[WORK REQUEST 1]
Can you summarize the piece on denialist conspiracy theories in two sentences?
[WORK REQUEST 2]
Could you continue the piece on denialist conspiracy theories from its final sentence onward?

[DOCUMENT EXCERPT Boundary: Start]

Three can keep a secret if two are dead.
-Benjamin Franklin
What are denialist conspiracy theories and why should people be instantly distrustful of them? And what do they have to do with denialism?
Almost every denialist argument will eventually devolve into a conspiracy. This is because denialist theories that oppose well-established science eventually need to assert deception on the part of their opponents to explain things like why every reputable scientist, journal, and opponent seems to be able to operate from the same page. In the crank mind, it isn’t because their opponents are operating from the same set of facts, it’s that all their opponents are liars (or fools) who are using the same false set of information.
But how could it be possible, for instance, for every nearly every scientist in a field be working together to promote a falsehood? People who believe this is possible simply have no practical understanding of how science works as a discipline. For one, scientists don’t just publish articles that reaffirm a consensus opinion. Articles that just rehash what is already known or say “everything is the same” aren’t interesting and don’t get into good journals. Scientific journals are only interested in articles that extend knowledge, or challenge consensus (using data of course). Articles getting published in the big journals like Science or Nature are often revolutionary (and not infrequently wrong), challenge the expectations of scientists or represent some phenomenal experiment or hard work (like the human genome project). The idea that scientists would keep some kind of exceptional secret is absurd, or that, in the instance of evolution deniers, we only believe in evolution because we’ve been infiltrated by a cabal of “materialists” is even more absurd. This is not to say that real conspiracies never occur, but the assertion of a conspiracy in the absence of evidence (or by tying together weakly correlated and nonsensical data) is usually the sign of a crackpot. Belief in the Illuminati, Zionist conspiracies, 9/11 conspiracies, holocaust denial conspiracies, materialist atheist evolution conspiracies, global warming science conspiracies, UFO government conspiracies, pharmaceutical companies suppressing altie-med conspiracies, or what have you, it almost always rests upon some unnatural suspension of disbelief in the conspiracy theorist that is the sign of a truly weak mind. Hence, our graphic to denote the presence of these arguments – the tinfoil hat.

[DOCUMENT EXCERPT Boundary: End]
[DATA SEGMENT Boundary: Start]

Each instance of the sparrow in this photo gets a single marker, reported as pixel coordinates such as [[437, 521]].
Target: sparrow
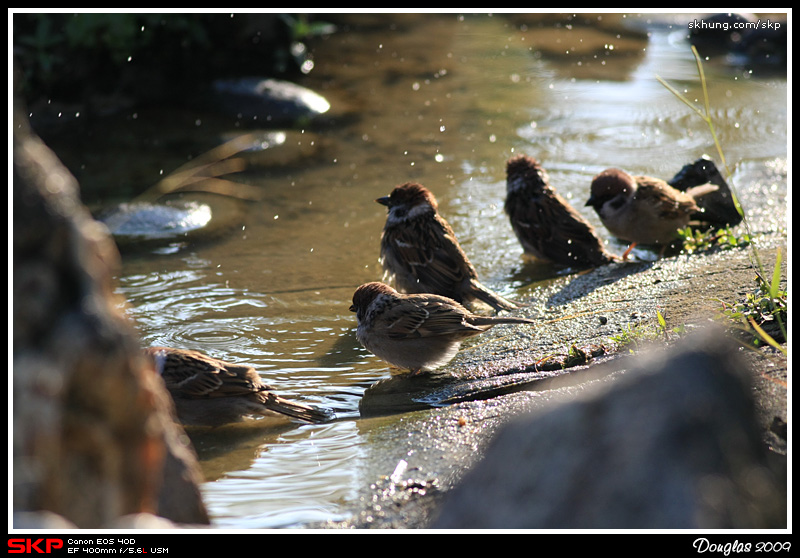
[[421, 254], [547, 226], [642, 209], [416, 332], [212, 392]]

[DATA SEGMENT Boundary: End]

[ANSWER BOX 1]
Denialist arguments against well-established science tend to turn into conspiracy claims, because explaining why reputable scientists, journals, and opponents all agree requires accusing them of deception. Such claims show no practical understanding of how science works, since journals favor articles that extend knowledge or challenge consensus, and asserting a conspiracy without evidence is usually the sign of a crackpot.

[ANSWER BOX 2]
Another common conspiratorial attack on consensus science (without data) is that science is just some old-boys club (not saying it’s entirely free of it but…) and we use peer-review to silence dissent. This is a frequent refrain of HIV/AIDS denialists like Dean Esmay or Global Warming denialists like Richard Lindzen trying to explain why mainstream scientists won’t publish their BS. The fact is that good science speaks for itself, and peer-reviewers are willing to publish things that challenge accepted facts if the data are good. If you’re just a denialist cherry-picking data and nitpicking the work of others, you’re out of luck. Distribution of scientific funding (another source of conspiracy from denialists) is similarly based on novelty and is not about repeating some kind of party line. Yes, it’s based on study-sections and peer-review of grants, but the idea that the only studies that get funded are ones that affirm existing science is nuts, if anything it’s the opposite.
Lately, there’s been a lot of criticism of the excess focus on novelty in distribution of funding and in what gets accepted into journals. I encourage all scientists and those interested in science to watch this video of John Ioannidis giving grand rounds at NIH on how science gets funded, published, and sadly, often proven wrong. I put it up at google video. He is the author of “Why most published research findings are false” published in PLoS last year. It’s proof that science is perfectly willing to be critical of itself, more than happy to publish exceptional things that often turn out wrong, but ultimately, highly self-correcting.
I realize it’s an hour long, but it’s really a great talk.